__THE PROBLEM__:
Pull out every line of the rows below that contains the string "canopy", and copy each one unchanged.

Annotated coordinate records

=======

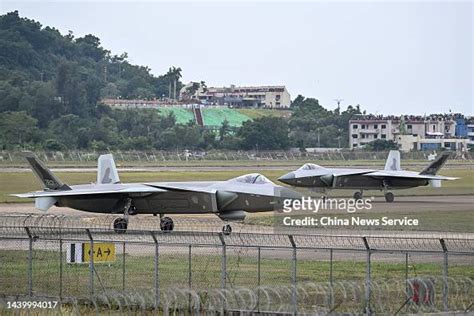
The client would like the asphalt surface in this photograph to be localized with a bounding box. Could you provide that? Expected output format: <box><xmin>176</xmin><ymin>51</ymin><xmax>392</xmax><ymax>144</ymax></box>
<box><xmin>0</xmin><ymin>161</ymin><xmax>474</xmax><ymax>173</ymax></box>
<box><xmin>0</xmin><ymin>195</ymin><xmax>474</xmax><ymax>238</ymax></box>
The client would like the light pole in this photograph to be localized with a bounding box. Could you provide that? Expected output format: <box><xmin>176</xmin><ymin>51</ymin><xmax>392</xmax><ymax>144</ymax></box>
<box><xmin>318</xmin><ymin>127</ymin><xmax>321</xmax><ymax>148</ymax></box>
<box><xmin>337</xmin><ymin>128</ymin><xmax>342</xmax><ymax>149</ymax></box>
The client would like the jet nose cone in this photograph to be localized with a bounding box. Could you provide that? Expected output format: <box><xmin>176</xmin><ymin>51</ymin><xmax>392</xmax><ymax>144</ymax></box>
<box><xmin>278</xmin><ymin>172</ymin><xmax>295</xmax><ymax>184</ymax></box>
<box><xmin>280</xmin><ymin>187</ymin><xmax>303</xmax><ymax>200</ymax></box>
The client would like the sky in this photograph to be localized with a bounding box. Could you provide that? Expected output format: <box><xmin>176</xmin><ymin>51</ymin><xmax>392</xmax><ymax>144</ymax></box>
<box><xmin>0</xmin><ymin>0</ymin><xmax>474</xmax><ymax>115</ymax></box>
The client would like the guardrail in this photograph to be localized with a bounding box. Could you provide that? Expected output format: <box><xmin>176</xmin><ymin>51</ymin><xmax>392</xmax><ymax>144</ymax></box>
<box><xmin>0</xmin><ymin>217</ymin><xmax>474</xmax><ymax>314</ymax></box>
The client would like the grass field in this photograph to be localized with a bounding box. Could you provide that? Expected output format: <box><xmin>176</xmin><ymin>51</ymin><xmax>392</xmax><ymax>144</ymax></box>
<box><xmin>0</xmin><ymin>155</ymin><xmax>473</xmax><ymax>171</ymax></box>
<box><xmin>0</xmin><ymin>249</ymin><xmax>474</xmax><ymax>296</ymax></box>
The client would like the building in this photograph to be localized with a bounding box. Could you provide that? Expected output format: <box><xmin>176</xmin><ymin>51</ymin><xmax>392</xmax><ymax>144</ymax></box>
<box><xmin>466</xmin><ymin>118</ymin><xmax>474</xmax><ymax>146</ymax></box>
<box><xmin>180</xmin><ymin>82</ymin><xmax>291</xmax><ymax>109</ymax></box>
<box><xmin>395</xmin><ymin>135</ymin><xmax>469</xmax><ymax>152</ymax></box>
<box><xmin>349</xmin><ymin>114</ymin><xmax>466</xmax><ymax>151</ymax></box>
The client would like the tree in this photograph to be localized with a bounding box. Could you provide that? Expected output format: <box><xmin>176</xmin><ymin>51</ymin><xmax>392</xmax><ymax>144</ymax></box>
<box><xmin>0</xmin><ymin>111</ymin><xmax>38</xmax><ymax>148</ymax></box>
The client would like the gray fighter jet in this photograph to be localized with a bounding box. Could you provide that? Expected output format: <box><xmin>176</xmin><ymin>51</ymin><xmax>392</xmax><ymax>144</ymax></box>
<box><xmin>278</xmin><ymin>150</ymin><xmax>457</xmax><ymax>202</ymax></box>
<box><xmin>13</xmin><ymin>154</ymin><xmax>301</xmax><ymax>234</ymax></box>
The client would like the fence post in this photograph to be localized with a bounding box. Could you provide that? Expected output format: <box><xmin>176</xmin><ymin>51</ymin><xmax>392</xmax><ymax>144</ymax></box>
<box><xmin>122</xmin><ymin>241</ymin><xmax>126</xmax><ymax>292</ymax></box>
<box><xmin>257</xmin><ymin>246</ymin><xmax>262</xmax><ymax>312</ymax></box>
<box><xmin>219</xmin><ymin>233</ymin><xmax>227</xmax><ymax>289</ymax></box>
<box><xmin>439</xmin><ymin>238</ymin><xmax>449</xmax><ymax>312</ymax></box>
<box><xmin>219</xmin><ymin>233</ymin><xmax>227</xmax><ymax>315</ymax></box>
<box><xmin>188</xmin><ymin>244</ymin><xmax>193</xmax><ymax>313</ymax></box>
<box><xmin>86</xmin><ymin>228</ymin><xmax>94</xmax><ymax>299</ymax></box>
<box><xmin>25</xmin><ymin>227</ymin><xmax>33</xmax><ymax>297</ymax></box>
<box><xmin>150</xmin><ymin>232</ymin><xmax>160</xmax><ymax>310</ymax></box>
<box><xmin>288</xmin><ymin>235</ymin><xmax>298</xmax><ymax>315</ymax></box>
<box><xmin>362</xmin><ymin>237</ymin><xmax>372</xmax><ymax>315</ymax></box>
<box><xmin>59</xmin><ymin>237</ymin><xmax>63</xmax><ymax>301</ymax></box>
<box><xmin>329</xmin><ymin>248</ymin><xmax>334</xmax><ymax>310</ymax></box>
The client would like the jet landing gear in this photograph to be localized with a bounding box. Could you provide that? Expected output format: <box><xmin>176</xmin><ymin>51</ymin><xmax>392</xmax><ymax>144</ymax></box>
<box><xmin>222</xmin><ymin>224</ymin><xmax>232</xmax><ymax>236</ymax></box>
<box><xmin>160</xmin><ymin>216</ymin><xmax>174</xmax><ymax>232</ymax></box>
<box><xmin>114</xmin><ymin>217</ymin><xmax>128</xmax><ymax>234</ymax></box>
<box><xmin>385</xmin><ymin>192</ymin><xmax>395</xmax><ymax>203</ymax></box>
<box><xmin>114</xmin><ymin>199</ymin><xmax>137</xmax><ymax>234</ymax></box>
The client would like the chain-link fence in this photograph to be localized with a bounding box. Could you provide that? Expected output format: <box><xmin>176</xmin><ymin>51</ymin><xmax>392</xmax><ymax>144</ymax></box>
<box><xmin>0</xmin><ymin>216</ymin><xmax>474</xmax><ymax>314</ymax></box>
<box><xmin>0</xmin><ymin>150</ymin><xmax>473</xmax><ymax>164</ymax></box>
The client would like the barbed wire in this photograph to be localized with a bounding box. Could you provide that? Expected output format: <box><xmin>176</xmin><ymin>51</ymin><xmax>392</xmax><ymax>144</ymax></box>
<box><xmin>0</xmin><ymin>214</ymin><xmax>474</xmax><ymax>254</ymax></box>
<box><xmin>0</xmin><ymin>276</ymin><xmax>474</xmax><ymax>315</ymax></box>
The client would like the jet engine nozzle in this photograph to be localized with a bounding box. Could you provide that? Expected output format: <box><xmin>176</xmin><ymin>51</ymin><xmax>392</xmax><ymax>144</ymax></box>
<box><xmin>217</xmin><ymin>211</ymin><xmax>247</xmax><ymax>222</ymax></box>
<box><xmin>216</xmin><ymin>191</ymin><xmax>239</xmax><ymax>210</ymax></box>
<box><xmin>319</xmin><ymin>174</ymin><xmax>334</xmax><ymax>187</ymax></box>
<box><xmin>278</xmin><ymin>172</ymin><xmax>296</xmax><ymax>185</ymax></box>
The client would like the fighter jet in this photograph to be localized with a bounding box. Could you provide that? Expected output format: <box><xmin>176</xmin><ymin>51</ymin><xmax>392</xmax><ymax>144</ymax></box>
<box><xmin>13</xmin><ymin>154</ymin><xmax>301</xmax><ymax>234</ymax></box>
<box><xmin>278</xmin><ymin>150</ymin><xmax>457</xmax><ymax>202</ymax></box>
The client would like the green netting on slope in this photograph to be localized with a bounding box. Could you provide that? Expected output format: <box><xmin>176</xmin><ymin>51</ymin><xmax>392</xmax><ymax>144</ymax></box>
<box><xmin>159</xmin><ymin>108</ymin><xmax>194</xmax><ymax>124</ymax></box>
<box><xmin>202</xmin><ymin>108</ymin><xmax>251</xmax><ymax>127</ymax></box>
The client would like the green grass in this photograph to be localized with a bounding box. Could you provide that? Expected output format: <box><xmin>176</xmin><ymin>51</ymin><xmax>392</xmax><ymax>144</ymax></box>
<box><xmin>0</xmin><ymin>249</ymin><xmax>474</xmax><ymax>296</ymax></box>
<box><xmin>245</xmin><ymin>208</ymin><xmax>474</xmax><ymax>232</ymax></box>
<box><xmin>237</xmin><ymin>109</ymin><xmax>291</xmax><ymax>119</ymax></box>
<box><xmin>0</xmin><ymin>158</ymin><xmax>472</xmax><ymax>168</ymax></box>
<box><xmin>202</xmin><ymin>108</ymin><xmax>251</xmax><ymax>127</ymax></box>
<box><xmin>159</xmin><ymin>108</ymin><xmax>194</xmax><ymax>124</ymax></box>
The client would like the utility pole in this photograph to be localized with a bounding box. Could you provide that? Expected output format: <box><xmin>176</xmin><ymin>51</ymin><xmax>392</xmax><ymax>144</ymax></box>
<box><xmin>334</xmin><ymin>98</ymin><xmax>344</xmax><ymax>113</ymax></box>
<box><xmin>337</xmin><ymin>128</ymin><xmax>342</xmax><ymax>149</ymax></box>
<box><xmin>318</xmin><ymin>127</ymin><xmax>321</xmax><ymax>148</ymax></box>
<box><xmin>174</xmin><ymin>78</ymin><xmax>176</xmax><ymax>100</ymax></box>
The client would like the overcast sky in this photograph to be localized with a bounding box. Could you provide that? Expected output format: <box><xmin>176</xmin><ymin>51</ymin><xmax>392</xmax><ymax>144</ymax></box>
<box><xmin>0</xmin><ymin>0</ymin><xmax>474</xmax><ymax>114</ymax></box>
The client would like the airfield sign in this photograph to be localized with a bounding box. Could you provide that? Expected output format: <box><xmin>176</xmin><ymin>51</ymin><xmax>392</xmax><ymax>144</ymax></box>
<box><xmin>67</xmin><ymin>243</ymin><xmax>115</xmax><ymax>263</ymax></box>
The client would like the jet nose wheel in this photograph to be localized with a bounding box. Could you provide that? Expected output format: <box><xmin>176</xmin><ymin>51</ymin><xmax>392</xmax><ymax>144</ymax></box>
<box><xmin>222</xmin><ymin>224</ymin><xmax>232</xmax><ymax>236</ymax></box>
<box><xmin>385</xmin><ymin>192</ymin><xmax>395</xmax><ymax>203</ymax></box>
<box><xmin>354</xmin><ymin>192</ymin><xmax>362</xmax><ymax>201</ymax></box>
<box><xmin>114</xmin><ymin>218</ymin><xmax>128</xmax><ymax>234</ymax></box>
<box><xmin>160</xmin><ymin>217</ymin><xmax>174</xmax><ymax>232</ymax></box>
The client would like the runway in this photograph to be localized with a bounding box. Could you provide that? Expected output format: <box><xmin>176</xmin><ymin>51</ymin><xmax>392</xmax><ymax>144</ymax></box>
<box><xmin>0</xmin><ymin>160</ymin><xmax>474</xmax><ymax>173</ymax></box>
<box><xmin>0</xmin><ymin>195</ymin><xmax>474</xmax><ymax>238</ymax></box>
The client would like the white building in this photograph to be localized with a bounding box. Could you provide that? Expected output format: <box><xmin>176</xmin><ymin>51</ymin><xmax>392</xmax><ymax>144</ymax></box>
<box><xmin>180</xmin><ymin>82</ymin><xmax>291</xmax><ymax>109</ymax></box>
<box><xmin>349</xmin><ymin>114</ymin><xmax>456</xmax><ymax>150</ymax></box>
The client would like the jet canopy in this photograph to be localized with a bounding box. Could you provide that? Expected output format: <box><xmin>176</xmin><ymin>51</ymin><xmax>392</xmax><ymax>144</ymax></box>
<box><xmin>298</xmin><ymin>163</ymin><xmax>324</xmax><ymax>170</ymax></box>
<box><xmin>230</xmin><ymin>173</ymin><xmax>273</xmax><ymax>184</ymax></box>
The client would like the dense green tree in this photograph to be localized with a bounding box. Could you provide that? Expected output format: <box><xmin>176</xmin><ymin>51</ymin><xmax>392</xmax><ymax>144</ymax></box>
<box><xmin>0</xmin><ymin>111</ymin><xmax>38</xmax><ymax>149</ymax></box>
<box><xmin>364</xmin><ymin>139</ymin><xmax>398</xmax><ymax>151</ymax></box>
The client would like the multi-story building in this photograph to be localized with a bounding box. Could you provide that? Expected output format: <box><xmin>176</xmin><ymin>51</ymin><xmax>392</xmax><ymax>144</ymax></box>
<box><xmin>349</xmin><ymin>114</ymin><xmax>463</xmax><ymax>149</ymax></box>
<box><xmin>466</xmin><ymin>117</ymin><xmax>474</xmax><ymax>146</ymax></box>
<box><xmin>180</xmin><ymin>83</ymin><xmax>291</xmax><ymax>109</ymax></box>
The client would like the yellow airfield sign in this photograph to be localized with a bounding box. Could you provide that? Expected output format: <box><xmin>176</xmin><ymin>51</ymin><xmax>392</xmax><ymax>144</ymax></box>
<box><xmin>83</xmin><ymin>243</ymin><xmax>115</xmax><ymax>262</ymax></box>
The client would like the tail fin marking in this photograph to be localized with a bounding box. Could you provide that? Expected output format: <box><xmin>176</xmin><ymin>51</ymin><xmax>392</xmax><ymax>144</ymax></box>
<box><xmin>26</xmin><ymin>153</ymin><xmax>71</xmax><ymax>190</ymax></box>
<box><xmin>97</xmin><ymin>154</ymin><xmax>120</xmax><ymax>184</ymax></box>
<box><xmin>384</xmin><ymin>150</ymin><xmax>402</xmax><ymax>171</ymax></box>
<box><xmin>420</xmin><ymin>152</ymin><xmax>450</xmax><ymax>176</ymax></box>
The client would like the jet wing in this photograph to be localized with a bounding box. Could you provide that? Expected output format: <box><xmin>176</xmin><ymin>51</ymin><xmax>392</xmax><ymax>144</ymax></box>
<box><xmin>332</xmin><ymin>169</ymin><xmax>374</xmax><ymax>177</ymax></box>
<box><xmin>11</xmin><ymin>184</ymin><xmax>166</xmax><ymax>198</ymax></box>
<box><xmin>145</xmin><ymin>181</ymin><xmax>220</xmax><ymax>193</ymax></box>
<box><xmin>365</xmin><ymin>171</ymin><xmax>459</xmax><ymax>180</ymax></box>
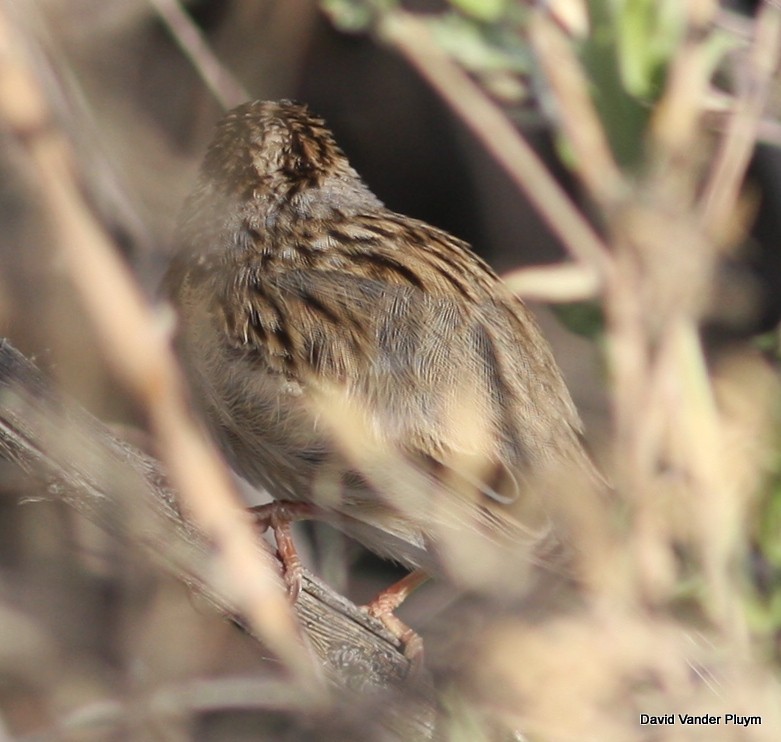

=======

__COMPLETE RESPONSE__:
The client would like the jet canopy in this photograph to be localized with a bounding box. Could you provide that? Expected output format: <box><xmin>176</xmin><ymin>51</ymin><xmax>392</xmax><ymax>144</ymax></box>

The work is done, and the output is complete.